• Excerpted passage:
──────────

NEW YORK (Reuters Health) - A new approach to bone marrow transplantation in pediatric patients with class 3 thalassemia can reduce mortality and decrease the incidence of recurrent disease by almost fourfold, according to a report the August 15th issue of Blood.
Patients with class 3 thalassemia who undergo marrow transplantation are at particularly high risk, principal investigator Dr. Guido Lucarelli, of the Mediterranean Institute of Hematology in Rome, and colleagues note.
In an earlier study of 122 such patients younger than 17 years of age, who were prepared for transplant with busulfan and cyclophosphamide, the researchers found that 30% of the children developed rejection.
Starting in 1997, however, the investigators have treated these high-risk patients with a new protocol in which hydroxyurea, azathioprine, and fludarabine were added to busulfan and cyclophosphamide. These extra agents, according to the authors, were used in an attempt to enhance immune suppression and eradicate the thalassemic clones.
In 33 consecutive pediatric patients with class 3 thalassemia, the new protocol “was well tolerated with 93% survival,” the investigators report. In their earlier study, before the new protocol was used, the Kaplan-Meier probability of survival was only 79%.
Furthermore, “the incidence of recurrent thalassemia after the transplantation decreased from 30% to 8%.”
“The protocol presented in this report...appears to be a well-tolerated and effective association of drugs for the eradication of the hematopoietic system of thalassemic patients,” the authors conclude.

──────────

• Dataset records:
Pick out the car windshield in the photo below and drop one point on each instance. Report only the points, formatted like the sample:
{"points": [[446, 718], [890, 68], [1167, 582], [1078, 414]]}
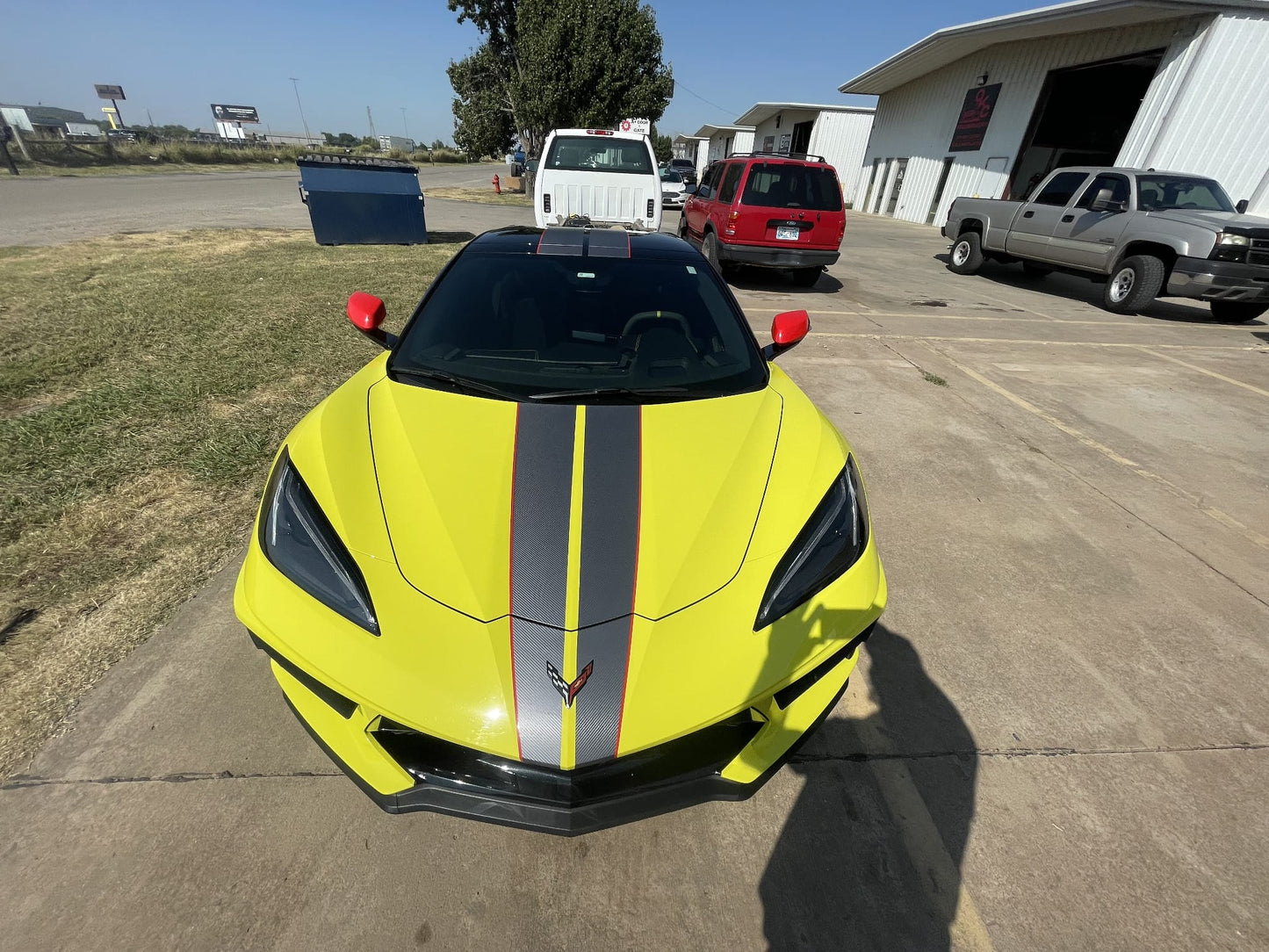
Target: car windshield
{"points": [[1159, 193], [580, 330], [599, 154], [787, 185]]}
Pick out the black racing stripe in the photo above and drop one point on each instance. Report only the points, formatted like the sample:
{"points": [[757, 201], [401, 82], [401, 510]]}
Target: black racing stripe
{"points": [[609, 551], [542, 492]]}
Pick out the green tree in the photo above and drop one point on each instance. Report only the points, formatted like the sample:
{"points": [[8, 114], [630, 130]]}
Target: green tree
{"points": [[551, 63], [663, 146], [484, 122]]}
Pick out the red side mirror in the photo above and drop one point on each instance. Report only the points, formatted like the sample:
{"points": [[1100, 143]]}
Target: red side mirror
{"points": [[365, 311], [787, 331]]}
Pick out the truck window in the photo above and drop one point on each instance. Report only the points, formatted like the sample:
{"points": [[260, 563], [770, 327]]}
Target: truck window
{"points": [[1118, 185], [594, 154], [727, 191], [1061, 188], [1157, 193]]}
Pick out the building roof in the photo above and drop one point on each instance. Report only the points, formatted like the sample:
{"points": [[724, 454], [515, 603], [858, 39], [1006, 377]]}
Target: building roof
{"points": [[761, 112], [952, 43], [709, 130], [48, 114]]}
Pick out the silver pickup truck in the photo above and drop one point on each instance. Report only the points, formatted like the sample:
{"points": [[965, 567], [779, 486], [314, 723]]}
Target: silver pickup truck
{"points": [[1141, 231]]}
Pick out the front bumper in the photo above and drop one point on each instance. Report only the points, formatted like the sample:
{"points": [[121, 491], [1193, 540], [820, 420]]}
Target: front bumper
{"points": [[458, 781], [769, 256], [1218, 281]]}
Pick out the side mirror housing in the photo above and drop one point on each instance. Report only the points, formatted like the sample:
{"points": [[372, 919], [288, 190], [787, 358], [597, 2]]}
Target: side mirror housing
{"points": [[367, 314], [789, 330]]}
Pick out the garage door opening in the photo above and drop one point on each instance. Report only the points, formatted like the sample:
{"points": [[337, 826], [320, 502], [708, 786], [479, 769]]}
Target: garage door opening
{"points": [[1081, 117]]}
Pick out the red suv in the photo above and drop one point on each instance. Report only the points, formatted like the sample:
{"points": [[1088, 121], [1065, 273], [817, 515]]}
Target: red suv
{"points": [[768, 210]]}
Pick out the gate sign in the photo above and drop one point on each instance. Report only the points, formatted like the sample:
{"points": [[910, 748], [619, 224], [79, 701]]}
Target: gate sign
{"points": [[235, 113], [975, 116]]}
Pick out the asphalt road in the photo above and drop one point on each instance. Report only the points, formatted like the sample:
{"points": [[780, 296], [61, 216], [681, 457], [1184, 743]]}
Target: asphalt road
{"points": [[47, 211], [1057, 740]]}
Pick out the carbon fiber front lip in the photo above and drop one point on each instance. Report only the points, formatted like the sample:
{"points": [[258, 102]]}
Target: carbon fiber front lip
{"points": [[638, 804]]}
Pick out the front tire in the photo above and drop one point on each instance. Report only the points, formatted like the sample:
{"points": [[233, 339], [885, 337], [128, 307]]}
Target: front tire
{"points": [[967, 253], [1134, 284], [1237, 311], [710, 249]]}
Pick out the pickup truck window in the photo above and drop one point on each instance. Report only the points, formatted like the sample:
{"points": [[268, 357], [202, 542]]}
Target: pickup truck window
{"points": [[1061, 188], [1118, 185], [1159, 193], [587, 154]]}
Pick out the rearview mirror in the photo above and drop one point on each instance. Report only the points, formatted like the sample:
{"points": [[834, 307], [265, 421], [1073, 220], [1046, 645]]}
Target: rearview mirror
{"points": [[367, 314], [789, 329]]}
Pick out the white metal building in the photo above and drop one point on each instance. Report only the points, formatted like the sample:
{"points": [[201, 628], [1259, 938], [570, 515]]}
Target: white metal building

──────────

• What this task involves: From the thalassemia transplant report, please extract the passage from "In 33 consecutive" up to and including "the authors conclude.", copying it word for word.

• Task result:
In 33 consecutive pediatric patients with class 3 thalassemia, the new protocol “was well tolerated with 93% survival,” the investigators report. In their earlier study, before the new protocol was used, the Kaplan-Meier probability of survival was only 79%.
Furthermore, “the incidence of recurrent thalassemia after the transplantation decreased from 30% to 8%.”
“The protocol presented in this report...appears to be a well-tolerated and effective association of drugs for the eradication of the hematopoietic system of thalassemic patients,” the authors conclude.